Supplied information >>
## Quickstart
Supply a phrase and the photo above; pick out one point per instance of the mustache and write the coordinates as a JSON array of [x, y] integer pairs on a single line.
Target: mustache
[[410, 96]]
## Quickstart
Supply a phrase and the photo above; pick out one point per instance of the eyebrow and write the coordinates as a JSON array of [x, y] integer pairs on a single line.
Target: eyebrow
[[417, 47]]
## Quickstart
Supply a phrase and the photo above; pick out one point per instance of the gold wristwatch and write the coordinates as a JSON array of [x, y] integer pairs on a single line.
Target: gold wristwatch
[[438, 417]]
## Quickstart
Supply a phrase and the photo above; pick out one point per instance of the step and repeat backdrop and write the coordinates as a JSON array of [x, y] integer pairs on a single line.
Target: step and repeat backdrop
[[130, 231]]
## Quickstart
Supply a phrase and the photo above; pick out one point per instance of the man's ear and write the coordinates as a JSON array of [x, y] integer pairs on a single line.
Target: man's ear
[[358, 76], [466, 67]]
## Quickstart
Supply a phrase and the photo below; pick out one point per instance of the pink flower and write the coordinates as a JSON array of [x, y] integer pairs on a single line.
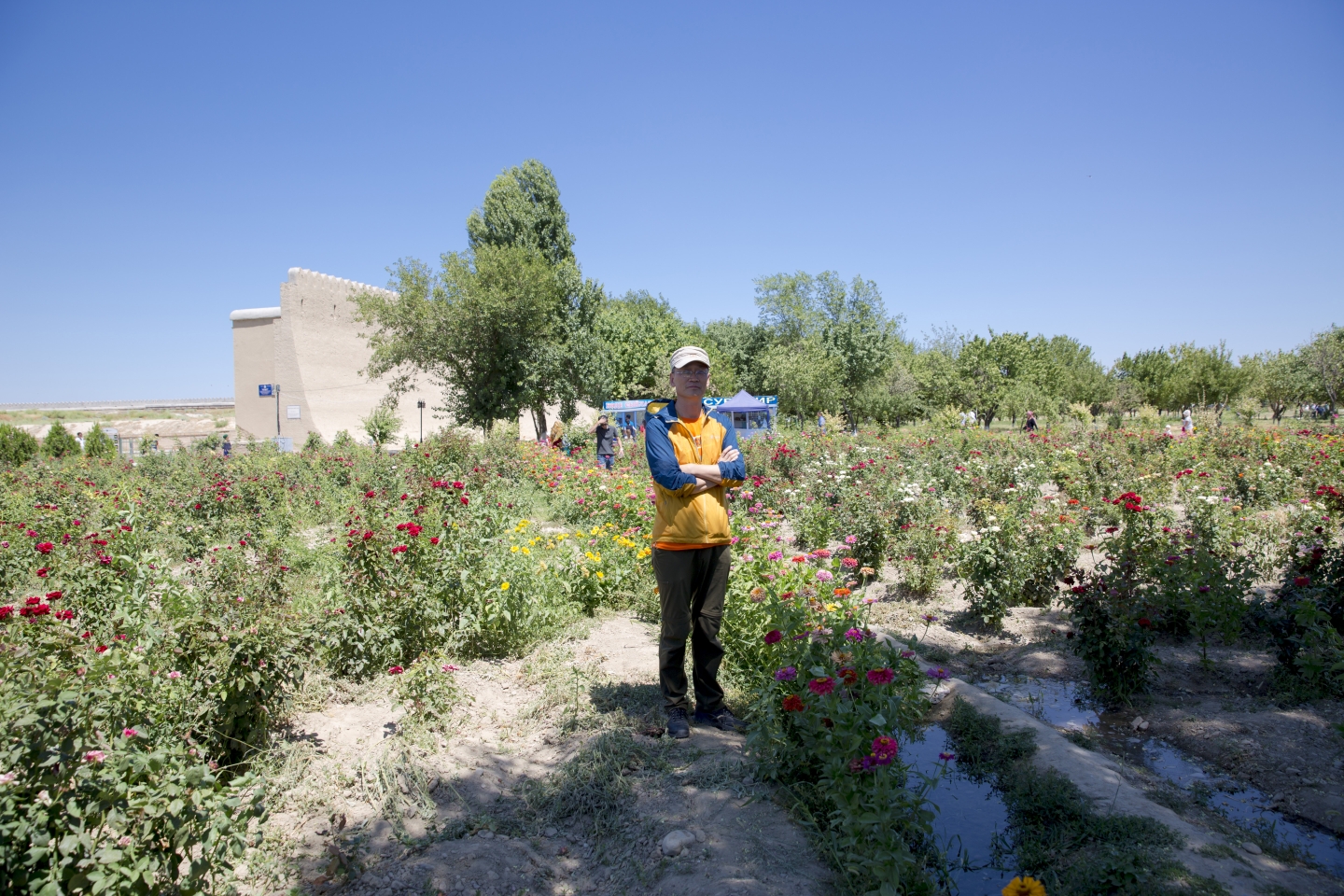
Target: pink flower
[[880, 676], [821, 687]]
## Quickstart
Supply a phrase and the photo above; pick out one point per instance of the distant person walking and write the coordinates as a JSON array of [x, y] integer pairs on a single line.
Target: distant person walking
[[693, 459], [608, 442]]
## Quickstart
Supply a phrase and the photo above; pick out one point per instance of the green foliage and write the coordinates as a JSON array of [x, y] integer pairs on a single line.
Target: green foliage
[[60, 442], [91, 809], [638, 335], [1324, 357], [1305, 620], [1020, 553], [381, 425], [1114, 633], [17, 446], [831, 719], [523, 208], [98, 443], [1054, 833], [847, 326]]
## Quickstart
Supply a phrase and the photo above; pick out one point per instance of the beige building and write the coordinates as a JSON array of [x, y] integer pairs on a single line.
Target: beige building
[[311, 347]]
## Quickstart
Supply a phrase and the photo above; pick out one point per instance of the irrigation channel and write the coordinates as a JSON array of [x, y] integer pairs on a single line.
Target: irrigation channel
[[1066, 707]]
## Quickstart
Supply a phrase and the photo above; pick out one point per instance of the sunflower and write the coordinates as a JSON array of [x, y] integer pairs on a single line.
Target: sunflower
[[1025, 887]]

---

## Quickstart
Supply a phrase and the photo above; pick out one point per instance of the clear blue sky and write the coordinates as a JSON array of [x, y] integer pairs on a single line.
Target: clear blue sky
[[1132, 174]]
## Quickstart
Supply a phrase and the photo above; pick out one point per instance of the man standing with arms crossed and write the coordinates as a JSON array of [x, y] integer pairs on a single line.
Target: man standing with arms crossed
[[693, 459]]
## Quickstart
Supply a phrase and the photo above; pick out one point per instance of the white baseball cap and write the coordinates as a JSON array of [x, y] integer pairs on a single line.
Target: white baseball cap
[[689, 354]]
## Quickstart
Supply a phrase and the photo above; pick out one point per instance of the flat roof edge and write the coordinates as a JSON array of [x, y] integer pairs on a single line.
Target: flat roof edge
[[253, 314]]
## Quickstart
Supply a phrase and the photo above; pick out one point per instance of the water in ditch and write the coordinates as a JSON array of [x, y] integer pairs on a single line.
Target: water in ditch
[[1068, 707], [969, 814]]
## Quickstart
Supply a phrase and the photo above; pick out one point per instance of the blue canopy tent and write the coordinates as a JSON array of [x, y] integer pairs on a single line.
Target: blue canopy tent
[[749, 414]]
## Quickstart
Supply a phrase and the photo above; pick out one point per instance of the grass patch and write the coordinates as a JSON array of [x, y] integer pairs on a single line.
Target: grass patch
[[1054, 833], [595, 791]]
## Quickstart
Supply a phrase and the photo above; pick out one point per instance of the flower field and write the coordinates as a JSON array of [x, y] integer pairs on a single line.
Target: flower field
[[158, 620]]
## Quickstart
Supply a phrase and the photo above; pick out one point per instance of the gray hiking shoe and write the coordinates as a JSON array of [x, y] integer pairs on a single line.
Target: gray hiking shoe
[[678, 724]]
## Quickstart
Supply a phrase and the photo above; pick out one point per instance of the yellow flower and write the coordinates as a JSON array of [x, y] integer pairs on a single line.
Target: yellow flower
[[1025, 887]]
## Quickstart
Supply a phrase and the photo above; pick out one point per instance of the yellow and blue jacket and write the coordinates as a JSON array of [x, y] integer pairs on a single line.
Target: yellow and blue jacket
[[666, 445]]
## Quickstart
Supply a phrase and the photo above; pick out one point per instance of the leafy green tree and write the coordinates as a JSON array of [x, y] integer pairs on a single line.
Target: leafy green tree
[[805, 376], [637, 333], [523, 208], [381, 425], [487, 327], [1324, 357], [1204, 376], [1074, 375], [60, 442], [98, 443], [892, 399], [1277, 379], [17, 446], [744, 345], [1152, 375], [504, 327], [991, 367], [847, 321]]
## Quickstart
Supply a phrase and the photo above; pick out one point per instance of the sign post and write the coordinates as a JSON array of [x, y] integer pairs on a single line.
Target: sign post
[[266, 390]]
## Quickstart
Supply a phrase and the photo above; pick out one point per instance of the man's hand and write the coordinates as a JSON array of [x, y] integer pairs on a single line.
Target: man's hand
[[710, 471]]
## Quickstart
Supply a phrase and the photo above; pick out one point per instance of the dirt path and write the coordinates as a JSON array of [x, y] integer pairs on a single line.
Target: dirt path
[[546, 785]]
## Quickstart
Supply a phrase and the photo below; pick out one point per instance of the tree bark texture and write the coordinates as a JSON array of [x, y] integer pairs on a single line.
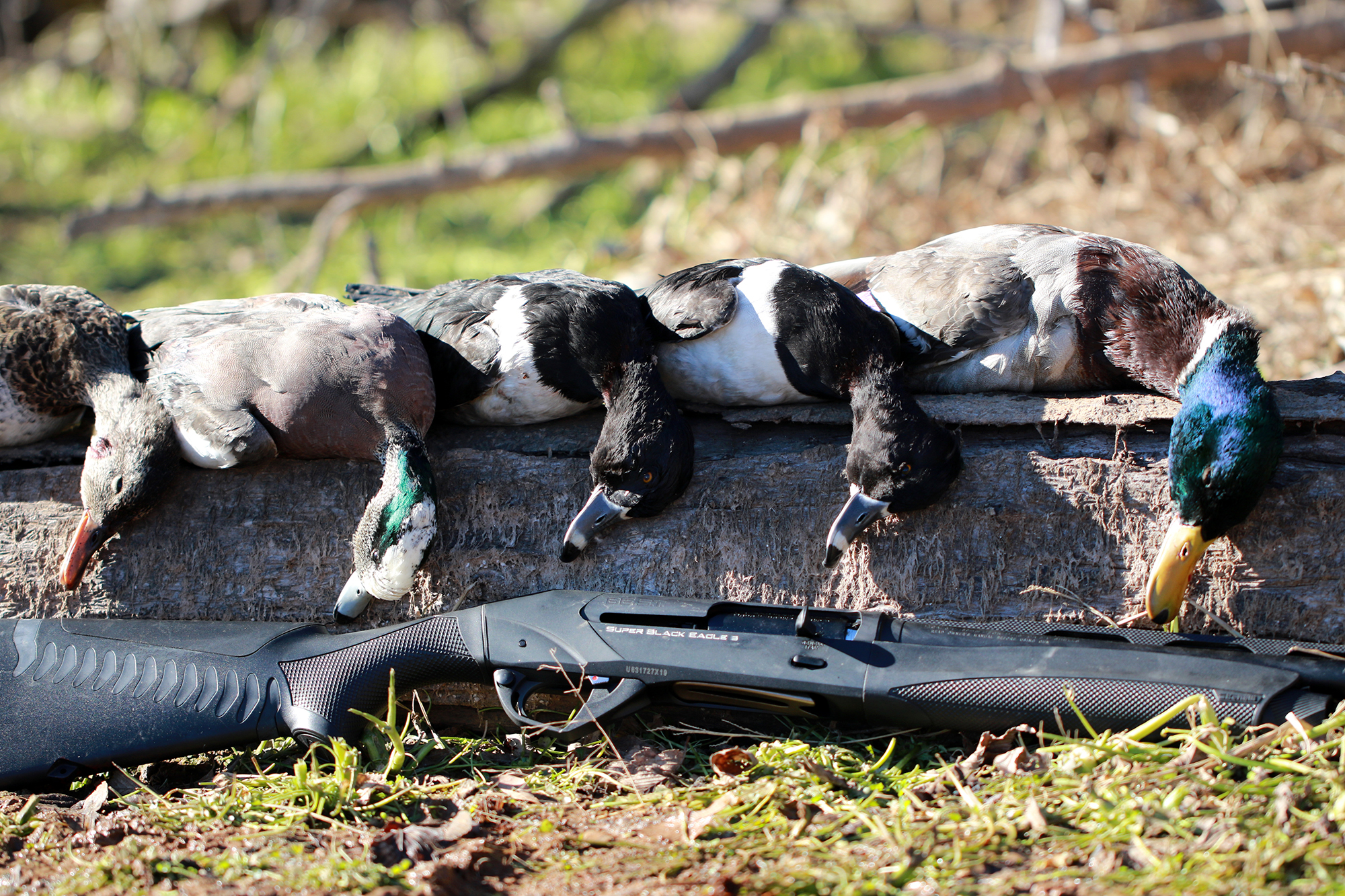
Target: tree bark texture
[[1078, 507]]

Short problem >>
Pull out every line in the entries above that contains the word "standing", treating uppercase and lowercase as different.

Reply >>
Supply a phrase and the photo above; pick out one point per instance of the man standing with arms crossed and write the coordinates as a JSON array of [x, y] integer pairs on a single line.
Target: man standing with arms crossed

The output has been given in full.